• Reading text
/---

Standing

Stand actively.

Standing for long periods can be tiring. As the body fatigues, it automatically tries to find the easiest way to stay upright. The body uses as little energy as possible by placing the load on joints and ligaments instead of muscle. This results in less energy expenditure when standing, but it can also lead to prolonged strain on vulnerable structures and eventually to discomfort. Passive standing usually involves locking the knees back, supporting the lower back with the hands, hanging on one hip, and folding the arms while rounding the upper back.

By changing our posture to engage various muscles throughout the body, we can reduce the load on joints and ligaments and reduce symptoms. These adjustments will feel strange at first but will become more comfortable as the body adapts.

Start by adjusting your feet so that your weight is spread evenly across the heel and ball of the foot. This emphasizes the muscles in the feet and toes to support you as you stand.

Next, make sure the knees are bent just enough so that they are not locked back. Adjust the knee position so that they are pointing in the same direction as the feet, rather than pointing inwards towards each other. This will engage muscles in the hip that can help to stabilize the knees, hips, and back during movement.

The next step is to encourage the movement of the pelvis and spine. Try the Standing Pelvic Tilt exercise to encourage movement in the lumbar spine and activation of the lumbopelvic musculature. It’s normal for this movement to feel limited and unnatural at first. Doing supplementary exercises like the Kneeling Hip Stretch and Banana Stretch can help to loosen the stiff structures that lead to immobility of the lumbar spine. After you have mobilized this area, try to maintain a neutral pelvis with slight activation of the lumbopelvic muscles, as discussed in the Drawing In exercise.

\---

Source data
/---

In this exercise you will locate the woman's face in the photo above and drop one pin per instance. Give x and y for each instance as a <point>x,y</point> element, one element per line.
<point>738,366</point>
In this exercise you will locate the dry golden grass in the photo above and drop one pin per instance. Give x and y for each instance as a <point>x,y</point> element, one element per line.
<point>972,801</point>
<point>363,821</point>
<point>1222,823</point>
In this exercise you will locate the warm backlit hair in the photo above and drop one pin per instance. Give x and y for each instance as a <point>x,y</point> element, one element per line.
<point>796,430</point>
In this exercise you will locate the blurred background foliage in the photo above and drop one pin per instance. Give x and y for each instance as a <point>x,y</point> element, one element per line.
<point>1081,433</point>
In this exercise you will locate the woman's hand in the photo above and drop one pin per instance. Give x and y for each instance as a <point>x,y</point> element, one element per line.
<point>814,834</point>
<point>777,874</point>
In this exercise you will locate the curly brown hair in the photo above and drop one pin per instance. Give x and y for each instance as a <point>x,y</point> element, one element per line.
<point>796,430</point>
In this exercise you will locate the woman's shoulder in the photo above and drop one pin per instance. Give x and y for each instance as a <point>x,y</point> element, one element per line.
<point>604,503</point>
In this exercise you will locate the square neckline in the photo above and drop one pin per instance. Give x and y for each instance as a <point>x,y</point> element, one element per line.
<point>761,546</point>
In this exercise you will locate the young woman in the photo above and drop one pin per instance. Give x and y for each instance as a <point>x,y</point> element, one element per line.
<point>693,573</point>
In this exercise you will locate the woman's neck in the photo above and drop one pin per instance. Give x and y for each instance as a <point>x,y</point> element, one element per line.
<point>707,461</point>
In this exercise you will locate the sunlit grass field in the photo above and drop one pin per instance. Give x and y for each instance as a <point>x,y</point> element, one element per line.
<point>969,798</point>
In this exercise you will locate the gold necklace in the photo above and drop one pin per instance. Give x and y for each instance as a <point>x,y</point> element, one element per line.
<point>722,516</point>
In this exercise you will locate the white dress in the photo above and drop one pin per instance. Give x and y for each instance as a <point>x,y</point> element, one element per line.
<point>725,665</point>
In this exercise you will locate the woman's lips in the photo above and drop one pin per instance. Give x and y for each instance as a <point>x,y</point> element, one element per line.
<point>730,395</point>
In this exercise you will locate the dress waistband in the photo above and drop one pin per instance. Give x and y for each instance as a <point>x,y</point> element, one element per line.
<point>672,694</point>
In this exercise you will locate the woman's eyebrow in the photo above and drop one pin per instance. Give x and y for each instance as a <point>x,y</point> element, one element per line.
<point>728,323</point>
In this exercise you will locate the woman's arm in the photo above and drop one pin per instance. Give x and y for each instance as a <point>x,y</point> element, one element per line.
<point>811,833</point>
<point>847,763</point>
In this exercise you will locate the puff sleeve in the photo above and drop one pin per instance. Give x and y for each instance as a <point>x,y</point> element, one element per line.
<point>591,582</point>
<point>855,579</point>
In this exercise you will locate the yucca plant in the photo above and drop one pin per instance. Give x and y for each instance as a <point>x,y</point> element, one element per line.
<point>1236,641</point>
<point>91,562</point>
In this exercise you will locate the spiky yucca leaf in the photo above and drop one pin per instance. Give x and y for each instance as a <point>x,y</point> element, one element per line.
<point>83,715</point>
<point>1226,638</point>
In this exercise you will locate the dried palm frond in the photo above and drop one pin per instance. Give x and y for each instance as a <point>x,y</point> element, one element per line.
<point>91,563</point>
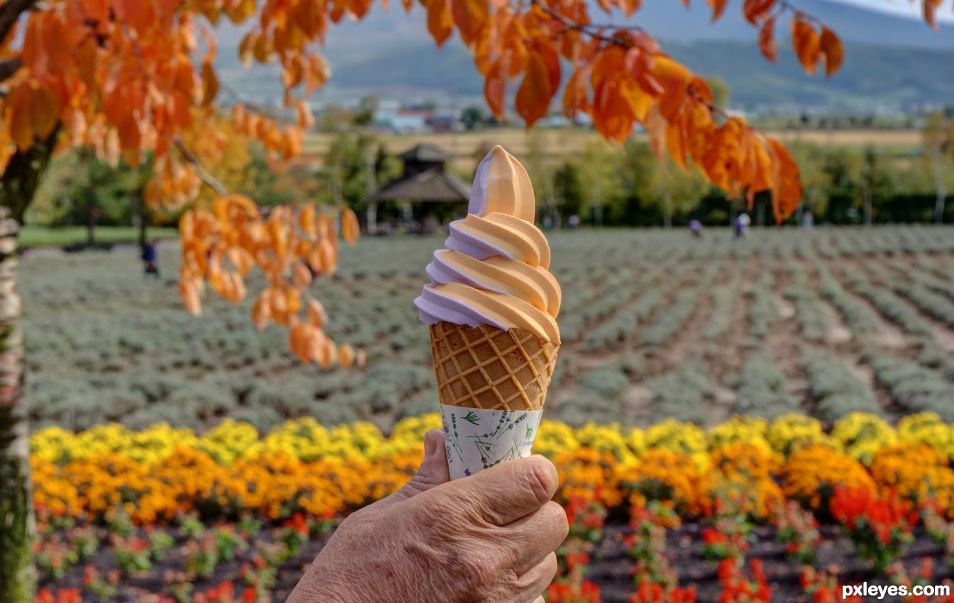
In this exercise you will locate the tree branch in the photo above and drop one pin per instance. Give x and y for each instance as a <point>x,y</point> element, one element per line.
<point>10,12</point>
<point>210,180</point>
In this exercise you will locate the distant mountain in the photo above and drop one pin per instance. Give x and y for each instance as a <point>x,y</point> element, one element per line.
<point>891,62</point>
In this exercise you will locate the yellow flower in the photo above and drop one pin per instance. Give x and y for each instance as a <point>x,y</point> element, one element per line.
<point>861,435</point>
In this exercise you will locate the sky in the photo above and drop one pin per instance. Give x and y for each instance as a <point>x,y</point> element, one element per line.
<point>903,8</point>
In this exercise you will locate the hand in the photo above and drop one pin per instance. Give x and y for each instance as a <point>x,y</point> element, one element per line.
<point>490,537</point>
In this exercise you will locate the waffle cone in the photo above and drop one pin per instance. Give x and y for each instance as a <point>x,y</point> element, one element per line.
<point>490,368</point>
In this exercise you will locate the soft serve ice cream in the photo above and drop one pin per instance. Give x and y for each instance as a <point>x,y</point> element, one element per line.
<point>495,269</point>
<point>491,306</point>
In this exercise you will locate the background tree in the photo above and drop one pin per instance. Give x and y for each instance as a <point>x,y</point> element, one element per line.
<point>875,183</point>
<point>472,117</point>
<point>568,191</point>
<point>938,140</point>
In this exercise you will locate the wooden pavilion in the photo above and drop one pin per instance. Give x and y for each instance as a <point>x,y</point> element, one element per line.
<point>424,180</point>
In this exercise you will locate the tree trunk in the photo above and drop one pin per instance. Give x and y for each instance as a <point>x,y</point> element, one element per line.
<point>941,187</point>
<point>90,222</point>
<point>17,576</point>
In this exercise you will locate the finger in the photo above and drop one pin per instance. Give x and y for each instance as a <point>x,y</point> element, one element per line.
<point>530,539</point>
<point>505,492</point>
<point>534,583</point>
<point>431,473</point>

\---

• Required action A
Rewrite the passage on active standing, everything from "Standing for long" down to "the upper back.", with "exhausting" in place of "tiring".
• Required action B
Extend the text on active standing by continuing it from its final sentence.

• Exercise response A
Standing for long periods can be exhausting. As the body fatigues, it automatically tries to find the easiest way to stay upright. The body uses as little energy as possible by placing the load on joints and ligaments instead of muscle. This results in less energy expenditure when standing, but it can also lead to prolonged strain on vulnerable structures and eventually to discomfort. Passive standing usually involves locking the knees back, supporting the lower back with the hands, hanging on one hip, and folding the arms while rounding the upper back.

• Exercise response B
Now that we have adjusted the foundation, try to finish by staying active through your upper body. The ears, shoulders, and hips should make a vertical line when viewed from the side, with the pelvis in a neutral position.

If the upper back and neck are hunched and stiff, it is common to compensate by arching the lower back excessively when trying to stand up straight. To maintain a neutral low back and pelvis while standing up straight, you will need to maintain mobility in the mid-back. Try the Fulcrum Extension and Head Retraction exercises to help with this.

You have probably noticed that standing with the feet, knees, hips, pelvis, and spine engaged requires some effort. This will become easier over time, as you become more mobile and strong. The important thing is to employ the strategies that you find useful when your symptoms come on and keep working to improve mobility and strength over time.